### Task item:
Retype the passage of the text on scoring ChIP signals against local lambda, beginning at the words "Now, I name" and stopping after the words "local Poisson test.".

### Text:
..............................

Now, I name the output file as local_lambda.bdg since the values in the file can be regarded as the lambda (or expected value) and can be compared with ChIP signals using the local Poisson test.

Step 6: Compare ChIP and local lambda to get the scores in pvalue or qvalue

Next, to find enriched regions and predict the so-called ‘peaks’, the ChIP signals and local lambda stored in BEDGRAPH file have to be compared using certain statistic model. To do so, you need to use bdgcmp module, which will output score for each basepair in the genome. You may wonder it may need a huge file to save score for each basepair in the genome, however the format BEDGRAPH can deal with the problem by merging nearby regions with the same score. So theoratically, the size of the output file for scores depends on the complexity of your data, and the maximum number of data points, if d, slocal, and llocal background are all used, is the minimum value of the genome size and approximately (#read_ChIP+#reads_control\*3)\*2, in our case about 1.6 million. The command to generate score tracks is

$ macs3 bdgcmp -t CTCF_ChIP_200K_filterdup.pileup.bdg -c local_lambda.bdg -m qpois -o CTCF_ChIP_200K_qvalue.bdg or

$ macs3 bdgcmp -t CTCF_ChIP_200K_filterdup.pileup.bdg -c local_bias.bdg -m ppois -o CTCF_ChIP_200K_pvalue.bdg

The CTCF_ChIP_200K_pvalue.bdg or CTCF_ChIP_200K_qvalue.bdg file contains the -log10(p-value)s or -log10(q-value)s for each basepair through local Poisson test, which means the ChIP signal at each basepair will be tested against the corresponding local lambda derived from control with Poisson model. Note, if you follow this tutorial, then you won’t get any 0 in the local lambda track because the smallest value is the whole genome background; however if you do not include genome background, you will see many 0s in local lambda which will crash the Poisson test. In this case, you need to set the pseudocount for bdgcmp through -p option. The pseudocount will be added to both ChIP and local lambda values before Poisson test. The choice of pseudocount is mainly arbitrary and you can search on the web to see some discussion. But in general, higher the pseudocount, higher the specificity and lower the sensitivity.

..............................

[Items from a dataset]
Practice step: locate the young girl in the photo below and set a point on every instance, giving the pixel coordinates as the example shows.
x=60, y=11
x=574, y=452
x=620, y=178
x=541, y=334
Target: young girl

..............................

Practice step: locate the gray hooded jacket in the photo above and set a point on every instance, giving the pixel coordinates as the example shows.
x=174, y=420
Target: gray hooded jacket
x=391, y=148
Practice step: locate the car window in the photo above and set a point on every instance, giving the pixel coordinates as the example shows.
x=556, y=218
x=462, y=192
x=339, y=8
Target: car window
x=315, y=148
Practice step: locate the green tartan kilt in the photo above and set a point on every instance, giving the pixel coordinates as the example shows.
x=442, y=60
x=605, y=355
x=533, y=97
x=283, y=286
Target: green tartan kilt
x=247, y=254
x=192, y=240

..............................

### Response to the task:
Now, I name the output file as local_lambda.bdg since the values in the file can be regarded as the lambda (or expected value) and can be compared with ChIP signals using the local Poisson test.